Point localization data
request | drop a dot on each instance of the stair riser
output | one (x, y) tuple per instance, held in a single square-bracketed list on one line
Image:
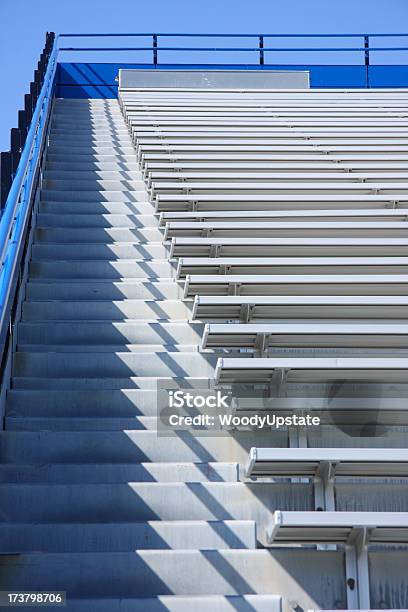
[(85, 174), (131, 447), (133, 502), (101, 235), (92, 185), (95, 291), (124, 403), (109, 333), (110, 473), (127, 537), (115, 365), (93, 270), (99, 252), (99, 220), (179, 573)]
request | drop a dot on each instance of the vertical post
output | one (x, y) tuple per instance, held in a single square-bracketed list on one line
[(155, 50), (261, 51), (15, 149), (367, 59), (5, 177)]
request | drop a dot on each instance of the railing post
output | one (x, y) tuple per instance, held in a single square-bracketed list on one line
[(367, 59), (15, 148), (5, 177), (261, 51), (155, 50)]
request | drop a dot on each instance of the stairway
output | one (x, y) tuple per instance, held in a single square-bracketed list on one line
[(159, 223), (92, 502)]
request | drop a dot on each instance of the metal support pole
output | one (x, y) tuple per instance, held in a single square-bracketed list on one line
[(357, 572), (261, 51), (155, 50), (367, 59), (5, 177), (15, 148)]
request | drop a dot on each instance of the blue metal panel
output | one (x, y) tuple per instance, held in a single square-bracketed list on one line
[(388, 76), (94, 80)]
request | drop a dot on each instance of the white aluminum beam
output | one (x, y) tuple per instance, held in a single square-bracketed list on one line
[(261, 336), (304, 284), (259, 307), (342, 462), (311, 369)]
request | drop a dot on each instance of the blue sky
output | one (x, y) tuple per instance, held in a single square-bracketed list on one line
[(23, 24)]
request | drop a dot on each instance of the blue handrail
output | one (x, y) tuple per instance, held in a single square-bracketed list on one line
[(365, 47), (13, 220)]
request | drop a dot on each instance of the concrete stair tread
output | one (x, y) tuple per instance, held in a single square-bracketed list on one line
[(132, 446), (15, 423), (221, 572), (173, 603), (110, 348), (126, 536), (111, 314), (116, 473), (94, 383), (122, 403), (107, 290)]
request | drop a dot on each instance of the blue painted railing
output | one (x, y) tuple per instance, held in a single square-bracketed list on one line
[(17, 209), (363, 45), (356, 60)]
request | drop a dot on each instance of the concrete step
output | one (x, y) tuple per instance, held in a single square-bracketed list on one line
[(60, 219), (115, 473), (121, 403), (173, 603), (92, 184), (88, 129), (145, 229), (101, 211), (106, 290), (151, 501), (47, 447), (222, 572), (92, 174), (112, 423), (89, 150), (81, 138), (94, 269), (94, 332), (72, 165), (113, 365), (83, 160), (95, 195), (85, 384), (108, 252), (126, 536)]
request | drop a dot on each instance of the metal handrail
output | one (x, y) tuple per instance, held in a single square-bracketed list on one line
[(17, 206), (261, 47)]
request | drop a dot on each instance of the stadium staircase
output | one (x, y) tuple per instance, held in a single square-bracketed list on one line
[(254, 236)]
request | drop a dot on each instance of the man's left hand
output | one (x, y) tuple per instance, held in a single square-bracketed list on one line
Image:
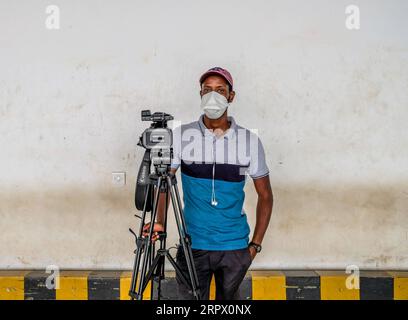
[(253, 253)]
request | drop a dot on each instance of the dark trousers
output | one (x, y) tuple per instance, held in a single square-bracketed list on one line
[(228, 267)]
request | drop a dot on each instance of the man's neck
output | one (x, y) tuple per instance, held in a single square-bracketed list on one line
[(219, 126)]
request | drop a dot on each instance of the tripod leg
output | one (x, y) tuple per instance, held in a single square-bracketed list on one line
[(184, 239), (149, 242), (140, 247)]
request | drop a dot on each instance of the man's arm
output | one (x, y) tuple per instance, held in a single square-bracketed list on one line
[(263, 209)]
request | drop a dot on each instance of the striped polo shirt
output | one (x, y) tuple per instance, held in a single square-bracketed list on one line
[(213, 175)]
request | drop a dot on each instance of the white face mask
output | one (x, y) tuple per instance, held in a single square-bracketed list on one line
[(214, 104)]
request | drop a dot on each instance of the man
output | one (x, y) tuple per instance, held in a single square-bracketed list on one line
[(215, 154)]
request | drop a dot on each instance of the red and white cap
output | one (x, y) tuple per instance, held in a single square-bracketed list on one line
[(217, 71)]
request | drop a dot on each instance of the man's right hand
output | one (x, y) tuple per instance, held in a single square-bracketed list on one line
[(158, 227)]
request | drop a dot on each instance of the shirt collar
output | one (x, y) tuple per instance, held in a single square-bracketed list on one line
[(228, 134)]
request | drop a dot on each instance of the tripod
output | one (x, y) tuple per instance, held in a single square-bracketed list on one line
[(153, 266)]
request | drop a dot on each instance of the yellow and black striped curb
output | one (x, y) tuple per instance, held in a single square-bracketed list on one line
[(257, 285)]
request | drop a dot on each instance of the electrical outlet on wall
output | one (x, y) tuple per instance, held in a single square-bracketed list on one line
[(118, 179)]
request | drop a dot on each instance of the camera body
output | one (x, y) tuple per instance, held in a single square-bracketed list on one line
[(158, 139)]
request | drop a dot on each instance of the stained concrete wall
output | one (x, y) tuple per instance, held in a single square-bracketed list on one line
[(330, 105)]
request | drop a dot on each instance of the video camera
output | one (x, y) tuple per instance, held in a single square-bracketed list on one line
[(158, 142)]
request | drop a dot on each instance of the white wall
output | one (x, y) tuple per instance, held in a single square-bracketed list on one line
[(330, 105)]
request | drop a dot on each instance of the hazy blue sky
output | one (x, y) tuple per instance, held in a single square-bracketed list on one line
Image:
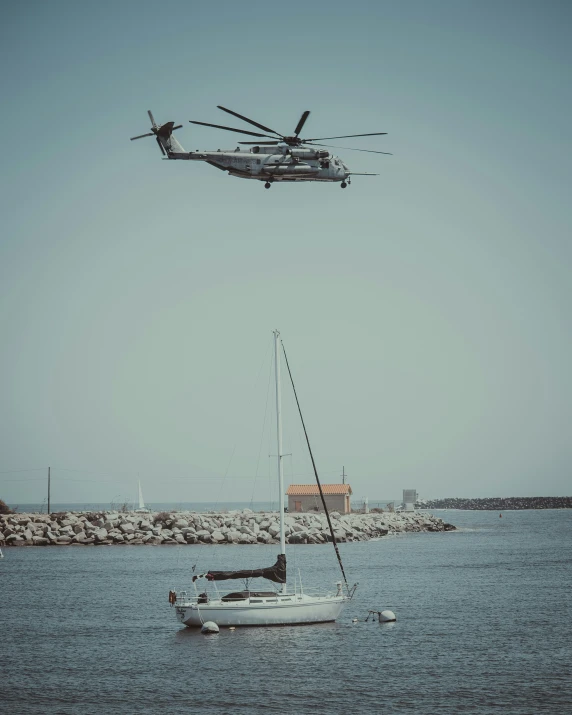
[(426, 311)]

## What is needed
The copy must include every record exactly and none of the pictures.

## Your solution
request | drop a dot on each instance of the stair riser
output | one (x, y) tuple per instance, held in a single square-bracketed list on one line
Image:
[(85, 174), (131, 447), (133, 502), (101, 235), (92, 185), (95, 291), (124, 403), (109, 333), (110, 473), (127, 537), (115, 365), (93, 270), (99, 252), (99, 220), (179, 573)]
request | drop a dot on each instance of the vertical post
output | one (x, y) tuple per instance, held in a single square-bracketed list on one line
[(155, 50), (261, 51), (15, 149), (367, 59), (5, 177)]
request | drop a dot on each instance of the railing post
output | one (x, y) tuple per instance, held in a single square-bracketed list on one line
[(367, 59), (15, 148), (5, 177), (261, 51), (155, 50)]
request | drop a dot on each instance of the stairway
output | one (x, y) tuple per instance, held in a single square-bracketed list on one line
[(159, 223), (92, 502)]
request | drop a dot on each instance of the metal support pole
output | one (x, y) tuple per instance, held in a single square-bracketed list on one line
[(357, 572), (261, 51), (155, 50), (367, 59), (5, 177), (15, 148)]
request | drop a dot on each instance of the blue metal panel
output | one (x, y) tuple per instance, held in a single square-bracketed list on one line
[(388, 76), (94, 80)]
request | drop a dot on each instance of the white aluminum beam
output | one (x, y) tuple per instance, held in a single square-bracketed list on one line
[(261, 336), (304, 284), (259, 307), (342, 462), (311, 369)]
request | drop a dot on each instance of the blue sky
output | one (x, y) tuple per instance, held in a single square-bracketed list on one line
[(23, 24)]
request | drop a dot on each instance of the blue handrail
output | one (x, y) tuple per instance, held in a single square-bracketed list on one line
[(365, 47), (13, 220)]
request | drop a dot on each instance of the concrete stair tread
output | one (x, y) tuple per instance, held in a single square-bracketed list on one line
[(132, 446), (15, 423), (221, 572), (173, 603), (110, 348), (126, 536), (111, 314), (116, 473), (94, 383), (122, 403), (107, 290)]
request | drop a dot on each instance of the blue painted railing
output | one (x, y) tuple per instance, held in a single square-bracketed list on one line
[(17, 209), (363, 45), (356, 60)]
request | drop a dot on each instance of the concrete step
output | one (x, y) tuple per instance, held in a single square-bracketed list on one line
[(60, 219), (115, 473), (121, 403), (173, 603), (92, 184), (88, 129), (145, 229), (101, 211), (106, 290), (151, 501), (47, 447), (222, 572), (92, 174), (112, 423), (89, 150), (81, 138), (94, 269), (94, 332), (72, 165), (113, 365), (83, 160), (95, 195), (85, 384), (108, 252), (126, 536)]
request | drop a dot on each instance of the metal handrail
output | one (x, y) tuple per instance, held in a single square-bracketed list on one line
[(17, 206), (261, 47)]
request | drop a dot on each instance of the stadium staircase
output | one (x, y) tuple per instance, held in a single square-bracketed list on one line
[(254, 236)]
request | drop a dot on each instance of the man's left hand
output | one (x, y) tuple per instance, held in a single square-bracketed list on one line
Image:
[(253, 253)]
request | drop a dot on each instance of the dark trousers
output | one (x, y) tuple per instance, held in a single square-bracketed list on one line
[(228, 267)]
request | drop a dot on each instance of the man's neck
output | one (x, y) tuple per instance, held in a single square-bracketed list on one line
[(219, 126)]
request | drop a dot on each instance of the tripod leg
output | one (x, y) tuple per instance, held in a single square-bracketed list on one line
[(184, 239), (149, 242), (140, 247)]
request | drop a dot on each instance of the man's arm
output | one (x, y) tuple per instance, held in a single square-bracketed list on one line
[(263, 209)]
request | drop a dot on each instance of the striped polo shirt
output | one (x, y) tuple per instance, held in a single square-bracketed list on one line
[(213, 175)]
request | drop a dot on each instance of the white face mask
output | one (x, y) tuple per instance, held in a single square-bracketed list on one line
[(214, 104)]
request | drop a dot on each instance of the man
output | one (x, y) tuple per instance, held in a single square-bracketed list on one line
[(215, 154)]
request | drop a dot on each instance of the red and white cap
output | one (x, y) tuple per instance, held in a single square-bracketed list on one line
[(217, 71)]
request | drop a dot on each instance of the man's right hand
output | one (x, y) tuple per instance, held in a single square-bracketed list on one line
[(158, 227)]
request | drop a dot on each instance of the shirt collar
output | one (x, y) tuple per instance, held in a single square-bracketed list on one line
[(228, 134)]
request | drop a dot on each instance of the tripod
output | one (x, y) tuple per instance, held in a single square-bracketed list on one line
[(153, 266)]
request | drop a dot on each instance of the yellow and black striped curb
output | one (x, y) tuple per instance, held in a single square-bracketed list on one line
[(257, 285)]
request | drop a dot on each instance of the electrical outlet on wall
output | one (x, y) tuple per instance, held in a single square-bracketed list on one line
[(118, 179)]
request | drop a dot on each instance of the camera body
output | one (x, y) tuple per instance, held in a single square-bracketed list on one line
[(158, 139)]
request | drop a dot on each instance of the stained concrete wall
output | one (x, y) tuple per instance, held in a single square-bracketed list on one line
[(330, 105)]
request | drop a dot on each instance of the video camera
output | one (x, y) tuple per instance, held in a single square-bracketed list on one line
[(158, 142)]
request | drop a dot on each instance of the white wall
output | one (x, y) tuple per instance, held in a single square-bracketed list on one line
[(330, 105)]
request | drop a dot on each instance of the hazy blue sky
output | one (x, y) tuple per instance, held in a single square-bracketed list on one line
Image:
[(426, 311)]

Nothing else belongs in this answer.